> Extract to read:
== == ==

Wednesday, December 21, 2016

The Longest Night of the Year

Tonight is the longest night of the year, the Winter Solstice, where we have to rely on the greenery and lights we've brought into the house to remind us that spring will come and we can get back to our favorite outdoor pursuit:  gardening.

I love decorating for Christmas.  When I get an area decorated to perfection, I take all kinds of photos and make a bunch of lists and notes so I can duplicate it exactly next year.  Well after a few years, that get's boring.  So every year I try do do something a little bit different but at the same time avoid having to buy all new decorations or giving up my old favorites.  They may stay in the attic a few years in a row but I'm not parting with them!  There is a lot of money invested there.  And you know the biggest bane of Christmas decorators? Unwanted artificial trees.  They're expensive to buy and impossible to get rid of!  Unless you want to throw a winter garage sale.

The Christmas Tree 2015
Straw and Burlap.  Paper poinsettias.  Bleached pine cones.
This year I've revamped my storage system.  Instead of storing by room, I'm storing by color and type so I don't have to pull from three boxes for every new idea.  I'm also ditching as many of the deep tubs as I can because three under the bed size boxes take up the same amount of room as one deep tub, but you don't have to dig through two layers of empty packaging to get to the spare bulbs hiding at the bottom.  Shallow boxes are also easier to move around.

== == ==

> Task objective:
Write out the Christmas decorating post from "The Christmas Tree" to "to move around.", keeping every word and mark the same.

== == ==

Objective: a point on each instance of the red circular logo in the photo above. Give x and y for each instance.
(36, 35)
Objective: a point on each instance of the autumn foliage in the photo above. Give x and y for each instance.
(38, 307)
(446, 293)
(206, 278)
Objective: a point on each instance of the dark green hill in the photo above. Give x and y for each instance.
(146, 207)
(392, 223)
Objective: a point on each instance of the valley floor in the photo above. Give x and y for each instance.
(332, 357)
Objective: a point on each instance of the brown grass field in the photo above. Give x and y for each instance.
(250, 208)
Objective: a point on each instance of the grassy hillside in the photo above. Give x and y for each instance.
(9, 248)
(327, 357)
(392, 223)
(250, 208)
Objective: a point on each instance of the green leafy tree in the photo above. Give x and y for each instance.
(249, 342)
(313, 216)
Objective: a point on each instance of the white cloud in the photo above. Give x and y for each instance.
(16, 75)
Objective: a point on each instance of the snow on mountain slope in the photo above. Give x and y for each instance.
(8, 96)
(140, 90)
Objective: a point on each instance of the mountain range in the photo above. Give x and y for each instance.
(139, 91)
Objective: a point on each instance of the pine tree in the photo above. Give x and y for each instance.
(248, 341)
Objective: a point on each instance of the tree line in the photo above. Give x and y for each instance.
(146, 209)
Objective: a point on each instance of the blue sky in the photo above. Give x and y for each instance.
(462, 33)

== == ==

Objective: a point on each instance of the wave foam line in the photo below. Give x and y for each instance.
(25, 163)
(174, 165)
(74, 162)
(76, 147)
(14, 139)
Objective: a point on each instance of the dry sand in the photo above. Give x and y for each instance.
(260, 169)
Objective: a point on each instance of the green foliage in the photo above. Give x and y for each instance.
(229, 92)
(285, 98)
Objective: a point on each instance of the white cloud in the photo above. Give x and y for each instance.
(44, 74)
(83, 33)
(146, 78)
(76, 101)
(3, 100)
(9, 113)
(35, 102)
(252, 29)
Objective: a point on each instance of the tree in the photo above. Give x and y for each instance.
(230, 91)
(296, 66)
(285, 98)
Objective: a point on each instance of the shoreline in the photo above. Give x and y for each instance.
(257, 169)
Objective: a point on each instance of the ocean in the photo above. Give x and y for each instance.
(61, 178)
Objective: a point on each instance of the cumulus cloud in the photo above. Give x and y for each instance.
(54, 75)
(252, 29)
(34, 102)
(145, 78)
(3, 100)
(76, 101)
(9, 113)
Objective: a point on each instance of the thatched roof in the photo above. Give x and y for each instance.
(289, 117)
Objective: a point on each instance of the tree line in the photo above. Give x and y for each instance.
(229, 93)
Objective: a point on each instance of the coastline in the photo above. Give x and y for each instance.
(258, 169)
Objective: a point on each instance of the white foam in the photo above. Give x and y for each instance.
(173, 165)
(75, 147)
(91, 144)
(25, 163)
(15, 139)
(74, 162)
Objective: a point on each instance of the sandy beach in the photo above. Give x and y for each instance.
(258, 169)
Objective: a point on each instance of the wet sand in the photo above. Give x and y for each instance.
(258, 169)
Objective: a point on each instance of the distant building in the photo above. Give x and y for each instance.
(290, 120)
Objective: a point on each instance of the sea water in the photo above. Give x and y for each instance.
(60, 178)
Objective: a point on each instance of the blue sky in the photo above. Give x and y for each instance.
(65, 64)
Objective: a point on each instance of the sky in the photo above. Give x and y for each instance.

== == ==

> Finished exercise:
The Christmas Tree 2015
Straw and Burlap.  Paper poinsettias.  Bleached pine cones.
This year I've revamped my storage system.  Instead of storing by room, I'm storing by color and type so I don't have to pull from three boxes for every new idea.  I'm also ditching as many of the deep tubs as I can because three under the bed size boxes take up the same amount of room as one deep tub, but you don't have to dig through two layers of empty packaging to get to the spare bulbs hiding at the bottom.  Shallow boxes are also easier to move around.